*Отрывок из текста:*
Что это такое, "блуждающий, многоосмысленный корень"? Послушайте: "косые скулы океана". Эти три слова, конечно, не являются однокоренными. Но в данной строке они становятся однокоренными: слово "косые" и слово "скулы" отражаются друг в друге (КССК). Слово "океана", казалось бы, плохо к ним присоединено: всего лишь звуком К. Но ведь эта строка – часть стихотворения, а в составе стихотворения слово "океана" связывается с другими двумя словами своей строки при помощи слова "стакана", которое было раньше, в другой строке: "плеснувши краску из стакана". Кроме того, смотрите: "плеснувши" становится однокоренным со словом "скулы", поддерживает его дополнительно. Да и слово "краску" поддерживает слова той строки, о которой мы говорим. Это всё не однокоренные слова, не родственные, но они как бы становятся однокоренными, становятся родственниками. Слова братаются. Это и есть то, что пытался теоретически нащупать Хлебников, ища "блуждающий, многоосмысленный корень" (он называл свою теорию "скорнением"). Хорошо слышен "блуждающий корень" и в строках:

Как бронзовой золой жаровень,
Жуками сыплет сонный сад.

Именно в таком увязанном со всех сторон слове совпадают звук и смысл, что и делает его свободным, "самовитым".

Что такое жест, примеры которого мы видели, как не стремление к освобождению, как не попытка вырваться? Так, чуть дальше у Маяковского (в разговоре с мамой из поэмы "Облако в штанах"):

Дайте о ребра опереться.
Выскочу! Выскочу! Выскочу! Выскочу!

Каждое отдельное слово как бы кричит: "Выскочу! Выскочу! Выскочу! Выскочу!" Как все стихотворение, так и каждое его слово хочет выйти за свои пределы и стать реальностью. Знаете, как в жутковатой рекламе телевизоров: изображение настолько хорошее, что лев вдруг выпрыгивает из экрана наружу и знакомится с неприятно удивленным зрителем.

Русский литературный язык к концу XIX века окончательно сложился и начал застывать. И вот в начале ХХ века кучка поэтов пытается совершить языковой путч, взорвать этот лед. Начинается, по словам Мандельштама, "борьба русской, то есть мирской бесписьменной речи, домашнего корнесловья, языка мирян, с письменной речью монахов, с церковнославянской, враждебной, византийской грамотой". Поэты хотят выпустить муху из затянувшего ее янтаря. Они возвращают звуку автономию, Велимир Хлебников, например, пытается для каждого звука установить присущий ему жест, как бы соответствующую фигуру танца. Звук В спиралью заворачивается внутрь, что слышно в словах "вить", "вертеть", "вьюга", в самих словах "внутрь" и "заворачивается". "Так мог бы и должен был бы развиваться язык-праведник, не обремененный и не оскверненный историческими невзгодами и насилиями", – замечает Мандельштам об опытах Хлебникова. Так же он отзывается и о Пастернаке:

"Да, поэзия Пастернака – прямое токование (глухарь на току, соловей по весне), прямое следствие особого физиологического устройства горла, такая же родовая примета, как оперенье, как птичий хохолок.

*Фрагмент набора данных:*
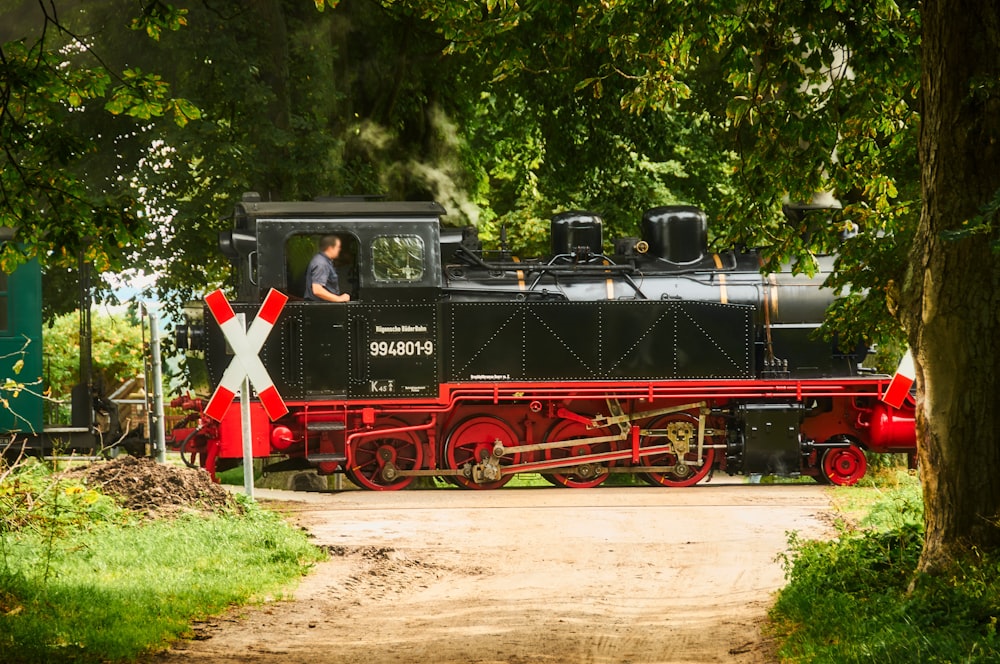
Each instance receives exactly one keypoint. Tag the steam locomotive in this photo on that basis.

*Задание A:* Перескажите короче, списком, абзац текста о поэзии, который начинается словами «Русский литературный язык к концу XIX века». Главные факты сохраните.
*Задание B:* Продолжите текст о поэзии после его последнего предложения.
Материал никак не связан с текстом о поэзии.

*Ответ A:*
- К концу XIX века русский литературный язык окончательно сложился и начал застывать.
- В начале ХХ века кучка поэтов попыталась совершить языковой путч и взорвать этот лед.
- По словам Мандельштама, началась борьба мирской бесписьменной речи с письменной церковнославянской грамотой монахов.
- Поэты вернули звуку самостоятельность. Хлебников пытался найти для каждого звука свой жест. Например, звук В спиралью заворачивается внутрь: «вить», «вертеть», «вьюга».
- Мандельштам видел в опытах Хлебникова то, как мог бы развиваться «язык-праведник», не обремененный историческими невзгодами. Так же он отзывался и о Пастернаке.

*Ответ B:*
Это – круто налившийся свист,
Это – щелканье сдавленных льдинок,
Это – ночь, леденящая лист,
Это – двух соловьев поединок…

Стихи Пастернака почитать – горло прочистить, дыхание укрепить, обновить легкие: такие стихи должны быть целебны для туберкулеза. У нас сейчас нет более здоровой поэзии. Это – кумыс после американского молока.

Книга Пастернака "Сестра моя жизнь" представляется мне сборником прекрасных упражнений дыханья: каждый раз голос становится по-новому, каждый раз иначе регулируется мощный дыхательный аппарат. <…>

Так, размахивая руками, бормоча, плетется поэзия, пошатываясь, головокружа, блаженно очумелая и все-таки единственная трезвая, единственная проснувшаяся из всего, что есть в мире".

Лед тронулся, и слова, как сдавленные льдинки, отражаются друг в друге ("сдавленных льдинок": ДЛЛД). Слова размножаются делением, разворачиваются: из слова "лист" под давлением выскакивают и "лед", и "свист", и "сдавленный", и "налившийся", и "соловей". "Домашнее корнесловье".

Бенедикт Лившиц в книге воспоминаний "Полутораглазый стрелец" так описывает свое первое впечатление от хлебниковских стихов:

"Дыхание довременного слова пахнуло мне в лицо.

И я понял, что от рождения нем.

<…>

Я стоял лицом к лицу с невероятным явлением.

Гумбольдтовское понимание языка как искусства находило себе красноречивейшее подтверждение в произведениях Хлебникова, с той только потрясающей оговоркой, что процесс, мыслившийся до сих пор как функция коллективного сознания целого народа, был воплощен в творчестве одного человека".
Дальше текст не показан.